● **Work to be completed**
Return every line of the records that includes the string "below".

*** Exercise materials ***

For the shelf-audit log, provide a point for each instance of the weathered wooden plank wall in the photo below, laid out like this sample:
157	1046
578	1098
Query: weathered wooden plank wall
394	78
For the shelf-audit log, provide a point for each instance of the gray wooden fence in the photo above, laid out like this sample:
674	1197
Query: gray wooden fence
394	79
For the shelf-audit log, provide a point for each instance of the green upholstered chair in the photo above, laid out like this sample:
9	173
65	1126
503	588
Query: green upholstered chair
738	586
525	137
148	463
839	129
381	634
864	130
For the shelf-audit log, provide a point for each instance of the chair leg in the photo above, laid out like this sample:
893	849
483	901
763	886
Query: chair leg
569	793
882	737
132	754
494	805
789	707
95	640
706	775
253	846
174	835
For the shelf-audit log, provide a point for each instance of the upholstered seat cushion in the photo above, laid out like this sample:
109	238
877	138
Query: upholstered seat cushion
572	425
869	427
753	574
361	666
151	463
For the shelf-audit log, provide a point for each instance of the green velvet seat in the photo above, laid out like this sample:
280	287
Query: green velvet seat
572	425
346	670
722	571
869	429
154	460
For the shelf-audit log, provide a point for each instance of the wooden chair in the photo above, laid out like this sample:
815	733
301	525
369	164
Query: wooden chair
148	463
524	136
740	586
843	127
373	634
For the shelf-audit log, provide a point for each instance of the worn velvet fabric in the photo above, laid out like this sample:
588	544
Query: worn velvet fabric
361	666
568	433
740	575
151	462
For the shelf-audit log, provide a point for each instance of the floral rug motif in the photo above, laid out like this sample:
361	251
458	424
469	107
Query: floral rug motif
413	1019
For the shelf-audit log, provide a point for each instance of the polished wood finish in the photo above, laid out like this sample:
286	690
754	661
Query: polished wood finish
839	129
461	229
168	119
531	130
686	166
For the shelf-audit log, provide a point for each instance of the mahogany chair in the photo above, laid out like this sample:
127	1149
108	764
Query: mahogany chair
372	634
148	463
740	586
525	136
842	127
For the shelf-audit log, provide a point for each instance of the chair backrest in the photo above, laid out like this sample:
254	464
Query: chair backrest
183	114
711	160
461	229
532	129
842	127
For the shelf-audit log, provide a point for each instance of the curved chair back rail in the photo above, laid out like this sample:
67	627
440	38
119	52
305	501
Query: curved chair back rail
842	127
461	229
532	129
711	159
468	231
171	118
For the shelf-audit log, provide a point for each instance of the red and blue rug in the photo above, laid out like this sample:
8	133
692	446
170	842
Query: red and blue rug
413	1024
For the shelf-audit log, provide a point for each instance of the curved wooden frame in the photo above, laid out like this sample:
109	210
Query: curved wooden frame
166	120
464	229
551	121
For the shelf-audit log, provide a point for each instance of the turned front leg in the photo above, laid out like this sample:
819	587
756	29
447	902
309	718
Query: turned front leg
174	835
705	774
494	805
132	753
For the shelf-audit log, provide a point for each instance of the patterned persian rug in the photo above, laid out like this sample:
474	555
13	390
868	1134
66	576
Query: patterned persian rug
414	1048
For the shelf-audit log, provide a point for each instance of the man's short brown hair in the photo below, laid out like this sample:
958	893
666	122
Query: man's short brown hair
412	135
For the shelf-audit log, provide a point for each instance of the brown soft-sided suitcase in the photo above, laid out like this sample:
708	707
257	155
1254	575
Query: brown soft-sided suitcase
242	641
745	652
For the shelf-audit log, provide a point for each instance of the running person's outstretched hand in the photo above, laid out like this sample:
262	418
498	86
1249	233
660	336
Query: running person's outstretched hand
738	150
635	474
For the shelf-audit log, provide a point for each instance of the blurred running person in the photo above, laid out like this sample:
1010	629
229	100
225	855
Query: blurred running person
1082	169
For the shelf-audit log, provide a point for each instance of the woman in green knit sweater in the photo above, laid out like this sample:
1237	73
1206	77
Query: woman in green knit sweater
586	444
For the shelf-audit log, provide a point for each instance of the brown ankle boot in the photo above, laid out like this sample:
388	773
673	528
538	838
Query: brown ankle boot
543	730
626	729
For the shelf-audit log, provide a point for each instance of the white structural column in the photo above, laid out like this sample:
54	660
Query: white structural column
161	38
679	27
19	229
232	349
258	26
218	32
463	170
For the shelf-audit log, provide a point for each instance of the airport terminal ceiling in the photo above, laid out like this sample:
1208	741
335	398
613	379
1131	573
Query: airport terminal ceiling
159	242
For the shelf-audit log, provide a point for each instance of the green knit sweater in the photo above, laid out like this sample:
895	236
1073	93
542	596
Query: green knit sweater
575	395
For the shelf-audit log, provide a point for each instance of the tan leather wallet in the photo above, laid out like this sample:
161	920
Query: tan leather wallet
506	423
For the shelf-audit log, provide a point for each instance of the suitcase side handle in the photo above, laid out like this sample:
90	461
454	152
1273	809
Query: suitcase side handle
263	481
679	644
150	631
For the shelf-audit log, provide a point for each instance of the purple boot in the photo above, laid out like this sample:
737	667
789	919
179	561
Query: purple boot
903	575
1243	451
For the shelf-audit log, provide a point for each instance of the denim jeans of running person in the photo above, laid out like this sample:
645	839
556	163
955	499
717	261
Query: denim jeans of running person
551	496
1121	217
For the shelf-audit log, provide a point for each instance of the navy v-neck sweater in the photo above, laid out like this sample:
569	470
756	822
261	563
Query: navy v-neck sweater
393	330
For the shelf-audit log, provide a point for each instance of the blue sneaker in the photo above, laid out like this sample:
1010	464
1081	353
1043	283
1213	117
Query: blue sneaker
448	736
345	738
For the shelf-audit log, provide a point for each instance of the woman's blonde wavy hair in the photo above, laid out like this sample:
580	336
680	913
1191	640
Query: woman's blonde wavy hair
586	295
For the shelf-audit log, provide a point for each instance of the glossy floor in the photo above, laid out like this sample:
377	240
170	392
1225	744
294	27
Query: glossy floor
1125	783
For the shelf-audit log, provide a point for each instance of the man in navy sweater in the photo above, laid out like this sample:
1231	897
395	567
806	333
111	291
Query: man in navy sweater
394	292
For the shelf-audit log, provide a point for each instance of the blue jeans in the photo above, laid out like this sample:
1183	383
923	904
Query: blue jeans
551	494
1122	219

*** End of Exercise materials ***

● **Answer section**
For the shelf-audit log, provide a point for each instance of the weathered wooden plank wall in the photo below, laid out like this sample:
For the shelf-audit log, provide a point for each instance of the man's short brown hair in the photo below, laid out like this sample:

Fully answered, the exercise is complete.